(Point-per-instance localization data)
---*---

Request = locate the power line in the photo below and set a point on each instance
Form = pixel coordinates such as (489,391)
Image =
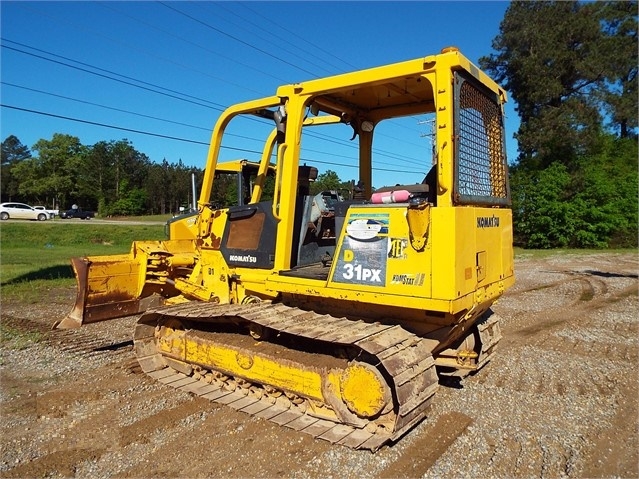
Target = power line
(216,106)
(282,46)
(221,108)
(79,120)
(109,6)
(197,20)
(103,106)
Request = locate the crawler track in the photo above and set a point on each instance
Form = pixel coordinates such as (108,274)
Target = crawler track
(403,358)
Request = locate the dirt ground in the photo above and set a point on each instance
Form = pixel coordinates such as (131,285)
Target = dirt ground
(559,400)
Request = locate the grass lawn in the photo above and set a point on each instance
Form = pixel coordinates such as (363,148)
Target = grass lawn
(35,256)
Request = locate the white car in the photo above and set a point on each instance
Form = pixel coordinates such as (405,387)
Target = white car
(22,212)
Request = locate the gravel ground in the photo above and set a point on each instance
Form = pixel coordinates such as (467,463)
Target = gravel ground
(559,400)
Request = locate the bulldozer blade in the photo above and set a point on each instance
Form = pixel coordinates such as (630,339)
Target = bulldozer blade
(107,289)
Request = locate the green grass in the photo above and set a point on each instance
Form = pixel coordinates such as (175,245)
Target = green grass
(521,253)
(35,257)
(148,218)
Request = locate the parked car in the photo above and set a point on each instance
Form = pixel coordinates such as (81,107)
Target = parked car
(77,213)
(22,212)
(52,213)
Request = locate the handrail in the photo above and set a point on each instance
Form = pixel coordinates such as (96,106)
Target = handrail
(278,178)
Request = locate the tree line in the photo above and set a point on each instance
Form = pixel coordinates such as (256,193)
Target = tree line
(571,69)
(112,178)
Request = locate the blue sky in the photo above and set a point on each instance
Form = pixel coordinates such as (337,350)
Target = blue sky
(169,68)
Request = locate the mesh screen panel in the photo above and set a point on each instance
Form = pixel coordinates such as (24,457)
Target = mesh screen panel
(481,169)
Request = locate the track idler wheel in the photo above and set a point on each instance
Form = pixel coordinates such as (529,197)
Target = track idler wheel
(364,390)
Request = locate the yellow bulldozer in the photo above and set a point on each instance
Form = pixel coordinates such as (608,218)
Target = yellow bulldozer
(332,314)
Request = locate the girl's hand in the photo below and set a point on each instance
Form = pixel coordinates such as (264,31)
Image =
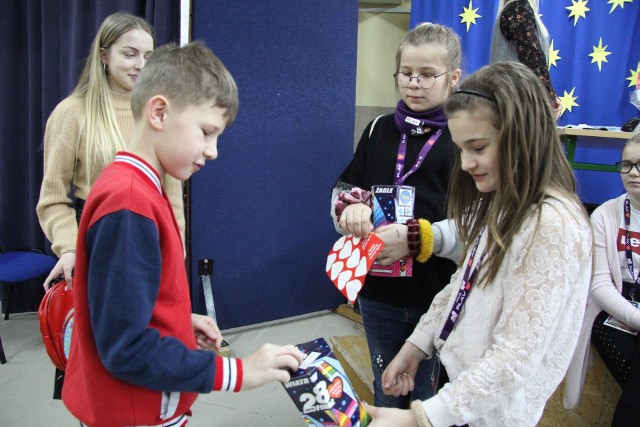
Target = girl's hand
(394,237)
(208,336)
(390,417)
(63,268)
(270,363)
(399,376)
(356,220)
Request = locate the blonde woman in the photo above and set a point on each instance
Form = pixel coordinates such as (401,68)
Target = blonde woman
(519,35)
(86,129)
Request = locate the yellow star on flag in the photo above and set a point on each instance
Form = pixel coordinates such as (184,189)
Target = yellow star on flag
(599,55)
(633,80)
(469,15)
(578,10)
(553,56)
(568,101)
(617,3)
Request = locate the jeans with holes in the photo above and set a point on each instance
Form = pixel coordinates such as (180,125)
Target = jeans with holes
(387,327)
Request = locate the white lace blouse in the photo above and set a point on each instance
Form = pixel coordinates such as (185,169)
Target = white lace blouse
(514,338)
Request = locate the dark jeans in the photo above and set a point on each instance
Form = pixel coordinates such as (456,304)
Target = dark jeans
(387,327)
(620,352)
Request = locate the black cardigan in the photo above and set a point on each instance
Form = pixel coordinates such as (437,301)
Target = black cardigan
(373,164)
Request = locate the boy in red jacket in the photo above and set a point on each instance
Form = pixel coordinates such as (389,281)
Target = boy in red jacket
(138,355)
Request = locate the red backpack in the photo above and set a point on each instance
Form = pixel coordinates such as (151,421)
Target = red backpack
(56,323)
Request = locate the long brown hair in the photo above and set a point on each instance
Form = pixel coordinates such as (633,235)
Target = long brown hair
(532,163)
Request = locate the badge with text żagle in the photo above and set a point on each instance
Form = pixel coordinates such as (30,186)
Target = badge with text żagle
(349,261)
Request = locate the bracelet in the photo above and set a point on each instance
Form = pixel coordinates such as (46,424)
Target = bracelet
(426,240)
(413,237)
(420,414)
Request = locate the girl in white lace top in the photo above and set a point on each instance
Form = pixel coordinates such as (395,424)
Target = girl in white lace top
(506,326)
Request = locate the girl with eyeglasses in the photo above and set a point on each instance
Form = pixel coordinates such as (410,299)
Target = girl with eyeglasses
(612,320)
(506,326)
(390,152)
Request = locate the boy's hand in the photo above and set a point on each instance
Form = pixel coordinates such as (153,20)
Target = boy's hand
(208,336)
(270,363)
(63,268)
(356,220)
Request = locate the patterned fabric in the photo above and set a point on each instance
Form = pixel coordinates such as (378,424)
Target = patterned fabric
(513,341)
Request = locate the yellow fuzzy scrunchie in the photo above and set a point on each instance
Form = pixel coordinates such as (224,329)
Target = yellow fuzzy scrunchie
(426,241)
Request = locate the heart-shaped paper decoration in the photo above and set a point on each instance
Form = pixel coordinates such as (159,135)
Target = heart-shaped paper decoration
(343,278)
(335,388)
(349,261)
(346,250)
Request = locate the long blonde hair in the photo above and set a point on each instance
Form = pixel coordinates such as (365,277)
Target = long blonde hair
(532,163)
(103,135)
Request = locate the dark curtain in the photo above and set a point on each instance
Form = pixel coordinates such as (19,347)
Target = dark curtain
(45,43)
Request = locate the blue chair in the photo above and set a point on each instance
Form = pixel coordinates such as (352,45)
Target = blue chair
(17,267)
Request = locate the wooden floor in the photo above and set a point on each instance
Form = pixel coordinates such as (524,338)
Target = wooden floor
(596,408)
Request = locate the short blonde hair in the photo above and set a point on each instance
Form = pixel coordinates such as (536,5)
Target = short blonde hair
(186,75)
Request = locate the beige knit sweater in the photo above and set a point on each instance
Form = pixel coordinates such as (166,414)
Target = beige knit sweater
(65,171)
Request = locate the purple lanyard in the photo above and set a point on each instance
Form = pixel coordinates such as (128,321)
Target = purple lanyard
(463,291)
(399,179)
(627,247)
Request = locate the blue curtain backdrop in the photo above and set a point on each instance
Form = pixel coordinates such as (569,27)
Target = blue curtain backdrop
(594,65)
(44,46)
(601,88)
(261,210)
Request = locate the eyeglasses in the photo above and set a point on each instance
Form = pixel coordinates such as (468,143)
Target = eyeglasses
(426,81)
(625,167)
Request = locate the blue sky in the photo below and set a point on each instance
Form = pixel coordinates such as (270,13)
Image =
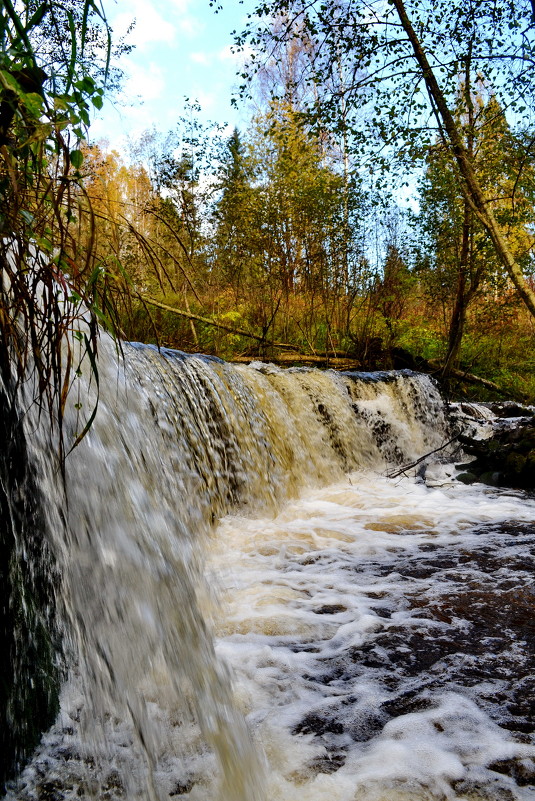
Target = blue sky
(182,48)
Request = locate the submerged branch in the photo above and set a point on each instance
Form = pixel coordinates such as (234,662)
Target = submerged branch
(400,470)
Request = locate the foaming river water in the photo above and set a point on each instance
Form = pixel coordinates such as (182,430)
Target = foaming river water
(251,611)
(381,635)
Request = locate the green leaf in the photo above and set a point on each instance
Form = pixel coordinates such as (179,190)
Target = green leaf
(77,159)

---*---

## INSTRUCTIONS TO FOLLOW
Copy every record exactly as it appears, apart from any pictures.

## RESPONSE AREA
Request = locate the power line in the photo below and set a point on each instance
Form = pixel coordinates such as (489,391)
Image =
Target = power line
(216,106)
(282,46)
(221,108)
(79,120)
(109,6)
(197,20)
(103,106)
Request = locate the crawler track in the photo above and set a point on each instance
Form = pixel coordinates such as (108,274)
Target = crawler track
(403,358)
Request = locate the dirt ground in the photo above and set a point on each instance
Form = pixel coordinates such as (131,285)
Target = dirt ground
(559,400)
Request = locate the grass lawn in the photo above and set a point on each instance
Form = pixel coordinates such as (363,148)
Target = grass lawn
(35,256)
Request = locate the white car in the photo above and set a point on each instance
Form = pixel coordinates such as (405,387)
Target = white car
(22,212)
Request = locate the gravel ground in the photo above and set a point on each instance
Form = pixel coordinates such as (467,463)
Target = gravel ground
(559,400)
Request = locate the bulldozer blade in the photo above and set a point on each instance
Form = pixel coordinates such as (630,339)
Target = bulldozer blade
(107,289)
Request = locate the green grass in the photo above and set a point on each instance
Form = pixel coordinates such as (175,245)
Target = green grass
(521,253)
(35,257)
(148,218)
Request = locate the parked car in the photo above and set a point on each instance
Form = pixel coordinates such as (81,107)
Target = parked car
(77,213)
(22,212)
(52,213)
Request = locate the handrail in the photo above and set a point on each instance
Form = pixel coordinates such as (96,106)
Target = handrail
(278,178)
Request = locate the tree line in the photo above and set a point on each instance
Form = pixel coordinates such as (256,193)
Target = tree line
(571,69)
(112,178)
Request = locate the blue sky in the photo above and set a point on each instance
Form = pixel coordinates such as (337,350)
Target = blue sky
(169,68)
Request = locate the mesh screen panel in the photo above and set a point on each instance
Form = pixel coordinates such as (24,457)
Target = mesh screen panel
(481,169)
Request = locate the track idler wheel in the photo above and set a point on each instance
Form = pixel coordinates such as (529,197)
Target = track idler wheel
(364,390)
Request = locate the yellow bulldozer in the photo above and set a point on each instance
Form = pixel coordinates such as (608,218)
Target = yellow bulldozer
(332,314)
Request = locate the girl's hand in the photo below and set a point on each instance
Form = pixel coordinates such as (264,31)
Image =
Target = girl's hand
(394,237)
(208,336)
(390,417)
(63,268)
(270,363)
(399,376)
(356,220)
Request = locate the blonde woman in the photo above and set a point on each instance
Form = pixel coordinates such as (401,68)
Target = blonde woman
(519,35)
(86,129)
Request = locate the yellow star on flag in the photo above and set a point on each instance
Form = pixel coordinates such as (184,189)
Target = yellow star on flag
(599,55)
(633,80)
(469,15)
(578,10)
(553,56)
(568,101)
(617,3)
Request = locate the jeans with holes in the photo above and set a point on each instance
Form = pixel coordinates such as (180,125)
Target = jeans with holes
(387,327)
Request = locate the white lace blouse in the photo above and set a point on each instance
Form = pixel coordinates such as (185,169)
Target = white lace blouse
(514,338)
Request = locate the dark jeans in the photo above and set a point on each instance
Form = pixel coordinates such as (456,304)
Target = dark jeans
(387,327)
(620,352)
Request = locate the black cardigan in the photo above and set a point on each instance
Form = pixel coordinates such as (437,301)
Target = black cardigan
(373,164)
Request = locate the boy in red jacket in the photo above and set a point on each instance
Form = pixel coordinates such as (389,281)
Target = boy in red jacket
(138,355)
Request = locate the red backpack in the photo above and set a point on each instance
Form = pixel coordinates such as (151,421)
Target = red backpack
(56,323)
Request = locate the long brown hair in the photo above and set a point on each instance
Form = pixel coordinates such as (633,235)
Target = long brown hair
(532,163)
Request = locate the badge with text żagle in the photo above and set a point on each instance
Form = pixel coordinates such as (30,186)
Target = badge with text żagle
(349,261)
Request = locate the bracelet in the photo above and set a point on each instance
Form = pixel coordinates such as (46,424)
Target = bracelet
(426,240)
(413,237)
(420,414)
Request = locate the girl in white lace top in the photo above and set a point on each instance
Form = pixel coordinates such as (395,424)
Target = girl in white lace top
(506,326)
Request = locate the girl with eyeglasses in the photo above and set a point on each instance
Form = pixel coordinates such as (410,299)
Target = girl with eyeglasses
(612,320)
(506,326)
(390,152)
Request = locate the boy's hand in the photo above and set a point on each instance
Form = pixel coordinates such as (153,20)
Target = boy's hand
(208,336)
(270,363)
(63,268)
(356,220)
Request = locate the patterned fabric in the photo above and set a point on each instance
Form = pixel coordinates such as (378,424)
Target = patterned fabric
(513,341)
Request = locate the yellow fuzzy scrunchie in the photo above and set a point on each instance
Form = pixel coordinates such as (224,329)
Target = yellow fuzzy scrunchie
(426,241)
Request = locate the heart-shaped paper decoration in the photo above and set a point on each instance
Form = pixel coordinates such as (159,135)
Target = heart-shaped paper decoration
(343,278)
(335,388)
(349,261)
(346,250)
Request = locate the long blonde hair in the photo above and set a point on each instance
Form = pixel coordinates such as (365,277)
Target = long blonde hair
(532,163)
(103,135)
Request = locate the dark curtain in the photo above and set a point on each instance
Form = pixel coordinates such as (19,347)
Target = dark curtain
(45,43)
Request = locate the blue chair in the photo above and set a point on each instance
Form = pixel coordinates such as (352,45)
Target = blue chair
(17,267)
Request = locate the wooden floor in the photo above and set a point on each instance
Form = pixel coordinates such as (524,338)
Target = wooden floor
(596,408)
Request = locate the short blonde hair in the photo above and set a point on each instance
Form = pixel coordinates such as (536,5)
Target = short blonde hair
(186,75)
Request = locate the beige knit sweater in the photo above and set a point on each instance
Form = pixel coordinates such as (166,414)
Target = beige knit sweater
(65,171)
Request = locate the purple lanyard in the photo above and set a point on each instance
Form = pixel coordinates such as (128,321)
Target = purple lanyard
(463,291)
(399,179)
(627,247)
Request = locate the blue curtain backdrop in the photo above and set a point on each instance
Form = pixel coordinates such as (569,27)
Target = blue curtain backdrop
(594,65)
(44,46)
(601,88)
(261,210)
Request = locate the eyeglasses in the photo above and set a point on each instance
Form = pixel coordinates such as (468,143)
Target = eyeglasses
(426,81)
(625,167)
Request = locate the blue sky in the photo below and set a point on each instance
Form = pixel coordinates such as (270,13)
Image =
Target = blue sky
(182,48)
Request = locate the submerged branch in the photo above and set a point on each instance
Form = pixel coordinates such as (234,662)
Target = submerged branch
(400,470)
Request = locate the foaming river water in the photo above and set a point on each instance
Form = pixel coordinates such as (182,430)
Target = foaming river water
(251,611)
(381,635)
Request = locate the green leaf in the photo above and set a point on each instance
Form = pixel coordinates such as (179,190)
Target = green leaf
(77,159)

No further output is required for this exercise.